*WHAT YOU WILL DO:*
Transcribe every record below word for word.

*EXTRACTED DATA:*
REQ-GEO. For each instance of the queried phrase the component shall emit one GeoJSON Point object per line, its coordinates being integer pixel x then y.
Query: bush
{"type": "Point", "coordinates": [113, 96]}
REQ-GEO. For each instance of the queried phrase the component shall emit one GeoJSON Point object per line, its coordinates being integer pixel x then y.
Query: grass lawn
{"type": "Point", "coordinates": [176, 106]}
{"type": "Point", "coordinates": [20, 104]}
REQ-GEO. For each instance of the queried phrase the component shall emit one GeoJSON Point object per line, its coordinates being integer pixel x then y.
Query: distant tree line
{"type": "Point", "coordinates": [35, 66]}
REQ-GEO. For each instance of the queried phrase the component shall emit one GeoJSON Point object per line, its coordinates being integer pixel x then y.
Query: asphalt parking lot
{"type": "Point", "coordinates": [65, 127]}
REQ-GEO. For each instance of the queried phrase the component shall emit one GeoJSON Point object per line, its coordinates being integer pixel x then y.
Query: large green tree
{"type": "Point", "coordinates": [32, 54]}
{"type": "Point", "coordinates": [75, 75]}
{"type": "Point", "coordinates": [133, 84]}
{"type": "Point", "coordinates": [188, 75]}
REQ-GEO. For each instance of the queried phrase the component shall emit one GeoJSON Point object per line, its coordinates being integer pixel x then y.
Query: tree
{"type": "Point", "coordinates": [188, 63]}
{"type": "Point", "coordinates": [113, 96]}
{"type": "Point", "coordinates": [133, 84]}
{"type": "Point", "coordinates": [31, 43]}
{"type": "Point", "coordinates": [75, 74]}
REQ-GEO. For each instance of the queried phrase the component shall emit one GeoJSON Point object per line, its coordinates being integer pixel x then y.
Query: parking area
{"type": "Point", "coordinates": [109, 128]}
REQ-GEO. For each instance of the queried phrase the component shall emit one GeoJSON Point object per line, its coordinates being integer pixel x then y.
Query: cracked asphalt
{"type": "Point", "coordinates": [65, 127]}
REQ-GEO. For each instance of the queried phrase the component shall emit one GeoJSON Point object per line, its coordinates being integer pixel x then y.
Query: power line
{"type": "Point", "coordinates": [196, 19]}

*RESULT OF THIS TASK:*
REQ-GEO. For each instance of the queried phrase the component shall emit one GeoJSON Point object per line, its coordinates being integer pixel x then y.
Query: bush
{"type": "Point", "coordinates": [113, 96]}
REQ-GEO. For each instance of the queried phrase the component shall emit one GeoJSON Point object per line, its coordinates being integer pixel x then y.
Query: grass lawn
{"type": "Point", "coordinates": [176, 106]}
{"type": "Point", "coordinates": [20, 104]}
REQ-GEO. For each instance of the queried phrase the component shall emit one GeoJSON Point object per line, its coordinates being integer pixel x then y.
Query: distant tree line
{"type": "Point", "coordinates": [35, 66]}
REQ-GEO. For each instance of the queried phrase the component shall emit one GeoJSON Point object per line, its coordinates being integer pixel x then y.
Query: asphalt parking lot
{"type": "Point", "coordinates": [65, 127]}
REQ-GEO. For each instance of the queried phrase the component shall emit one GeoJSON Point object per line, its coordinates being integer pixel x then y.
Query: large green tree
{"type": "Point", "coordinates": [32, 54]}
{"type": "Point", "coordinates": [75, 75]}
{"type": "Point", "coordinates": [133, 84]}
{"type": "Point", "coordinates": [188, 75]}
REQ-GEO. For each instance of the queried phrase the component shall emit one GeoJSON Point object per line, its coordinates being integer pixel x then y.
Query: tree
{"type": "Point", "coordinates": [188, 63]}
{"type": "Point", "coordinates": [113, 96]}
{"type": "Point", "coordinates": [133, 84]}
{"type": "Point", "coordinates": [31, 43]}
{"type": "Point", "coordinates": [75, 74]}
REQ-GEO. For each instance of the queried phrase the component shall emit one GeoJSON Point object per line, its coordinates being integer pixel x then y.
Query: parking area
{"type": "Point", "coordinates": [109, 128]}
REQ-GEO. For each instance of the queried phrase the component shall emit one GeoJSON Point object per line, its coordinates being integer pixel x then y.
Query: cracked asphalt
{"type": "Point", "coordinates": [65, 127]}
REQ-GEO. For each instance of the queried phrase the component shall emit one GeoJSON Point object per line, its coordinates being integer pixel x then y.
Query: power line
{"type": "Point", "coordinates": [196, 19]}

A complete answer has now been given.